[Location annotation dataset excerpts]
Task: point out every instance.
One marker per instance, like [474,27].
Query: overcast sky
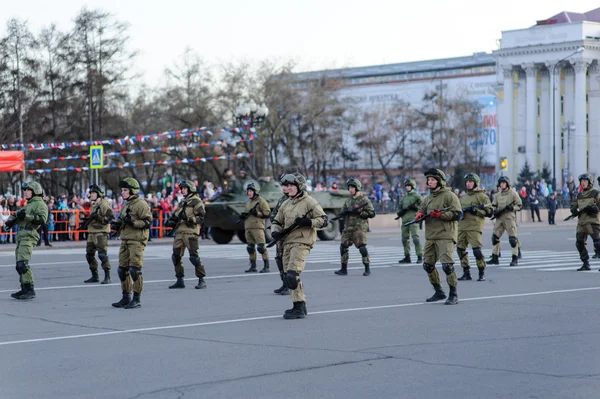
[317,34]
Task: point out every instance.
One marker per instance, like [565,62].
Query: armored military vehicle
[223,213]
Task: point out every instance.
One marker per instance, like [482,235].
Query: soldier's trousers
[407,232]
[97,242]
[294,258]
[180,243]
[131,256]
[442,251]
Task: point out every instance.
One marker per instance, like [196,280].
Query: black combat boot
[17,294]
[265,269]
[124,301]
[94,278]
[585,267]
[135,302]
[252,267]
[466,274]
[201,283]
[452,297]
[493,260]
[343,271]
[178,284]
[106,277]
[438,295]
[28,292]
[297,312]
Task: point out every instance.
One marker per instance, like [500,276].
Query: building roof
[477,59]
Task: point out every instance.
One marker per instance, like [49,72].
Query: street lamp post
[251,115]
[553,86]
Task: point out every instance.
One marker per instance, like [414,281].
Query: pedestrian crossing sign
[96,157]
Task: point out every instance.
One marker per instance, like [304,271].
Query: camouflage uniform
[470,228]
[134,223]
[407,209]
[255,213]
[588,222]
[440,235]
[356,210]
[98,230]
[29,219]
[505,204]
[187,222]
[305,212]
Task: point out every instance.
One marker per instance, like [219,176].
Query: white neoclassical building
[549,95]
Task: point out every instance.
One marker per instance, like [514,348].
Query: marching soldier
[29,219]
[133,225]
[300,216]
[98,227]
[506,202]
[586,207]
[283,290]
[407,209]
[186,223]
[357,210]
[441,210]
[254,215]
[475,206]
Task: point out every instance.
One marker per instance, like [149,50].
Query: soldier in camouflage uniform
[357,210]
[506,202]
[470,228]
[443,211]
[187,222]
[29,219]
[303,211]
[283,290]
[407,209]
[588,223]
[98,230]
[133,223]
[254,215]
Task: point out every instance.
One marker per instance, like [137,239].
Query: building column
[579,163]
[531,117]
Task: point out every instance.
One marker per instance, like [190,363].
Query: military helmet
[253,187]
[33,186]
[472,177]
[189,184]
[354,182]
[131,184]
[96,189]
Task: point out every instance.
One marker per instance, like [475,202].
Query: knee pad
[448,268]
[22,267]
[363,251]
[292,279]
[103,256]
[122,272]
[495,239]
[135,273]
[428,268]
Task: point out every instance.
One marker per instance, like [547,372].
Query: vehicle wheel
[331,231]
[221,236]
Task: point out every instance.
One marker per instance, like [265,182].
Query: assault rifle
[293,227]
[422,218]
[591,207]
[472,208]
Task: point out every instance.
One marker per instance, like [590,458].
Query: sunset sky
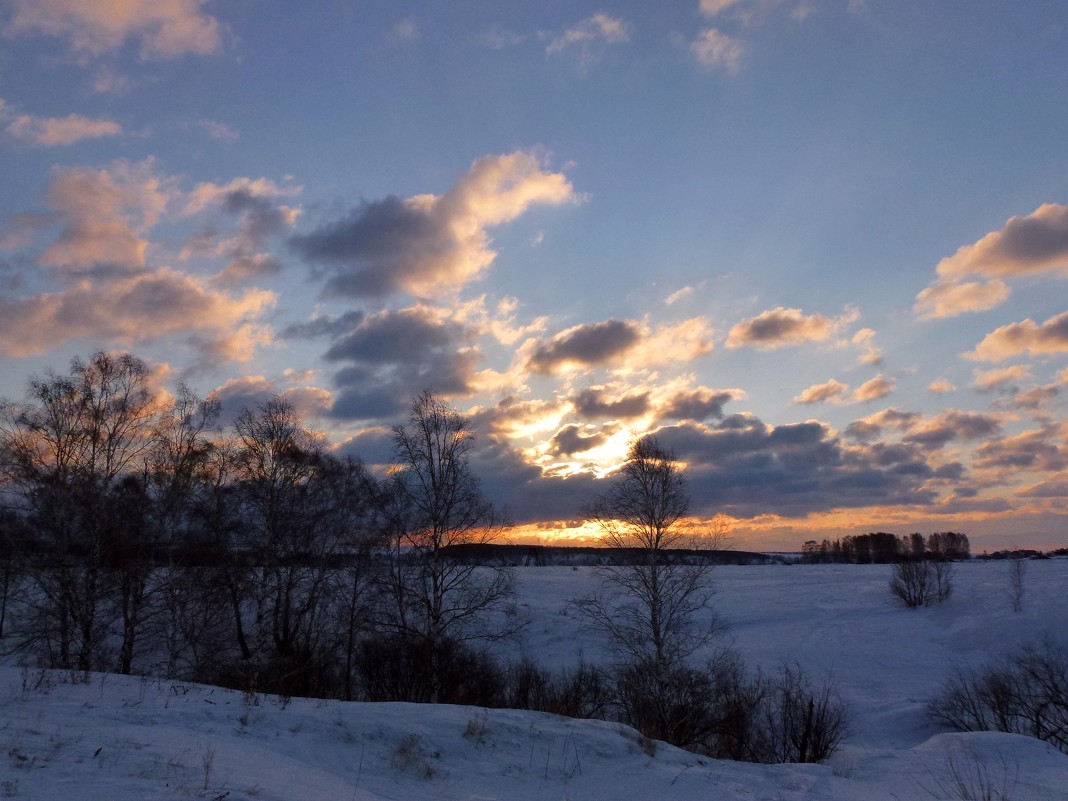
[819,247]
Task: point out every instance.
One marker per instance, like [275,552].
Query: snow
[115,738]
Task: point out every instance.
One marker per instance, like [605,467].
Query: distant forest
[880,548]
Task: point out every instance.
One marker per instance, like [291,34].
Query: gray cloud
[585,345]
[422,244]
[696,405]
[570,440]
[596,403]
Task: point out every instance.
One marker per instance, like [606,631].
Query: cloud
[711,8]
[1036,397]
[715,49]
[1037,242]
[745,468]
[784,327]
[1015,339]
[874,389]
[392,355]
[250,392]
[584,346]
[137,309]
[1026,245]
[989,380]
[1038,449]
[165,29]
[571,439]
[952,424]
[52,131]
[105,214]
[591,36]
[831,391]
[260,217]
[865,339]
[948,298]
[427,242]
[696,405]
[870,427]
[218,130]
[596,403]
[941,387]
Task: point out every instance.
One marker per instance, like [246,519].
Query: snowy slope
[119,738]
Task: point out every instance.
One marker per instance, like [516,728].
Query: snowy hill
[115,738]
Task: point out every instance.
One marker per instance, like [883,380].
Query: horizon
[817,247]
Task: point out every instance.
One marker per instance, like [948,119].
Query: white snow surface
[116,738]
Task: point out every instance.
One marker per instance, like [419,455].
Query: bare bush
[803,721]
[1025,693]
[1017,568]
[912,583]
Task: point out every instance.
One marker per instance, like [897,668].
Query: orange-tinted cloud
[428,242]
[831,391]
[105,214]
[874,389]
[52,131]
[948,298]
[137,309]
[165,29]
[1037,242]
[1025,336]
[784,327]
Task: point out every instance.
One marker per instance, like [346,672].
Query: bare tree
[649,602]
[435,506]
[67,451]
[1017,570]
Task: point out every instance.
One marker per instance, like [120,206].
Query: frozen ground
[126,738]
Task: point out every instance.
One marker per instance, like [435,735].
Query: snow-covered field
[119,738]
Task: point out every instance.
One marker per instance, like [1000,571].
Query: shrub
[1024,693]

» **EXERCISE GOAL**
Show every line of the data above that contains the word "military", copying each one in full.

» **SOLVED PROBLEM**
Query: armored military vehicle
Query: military helmet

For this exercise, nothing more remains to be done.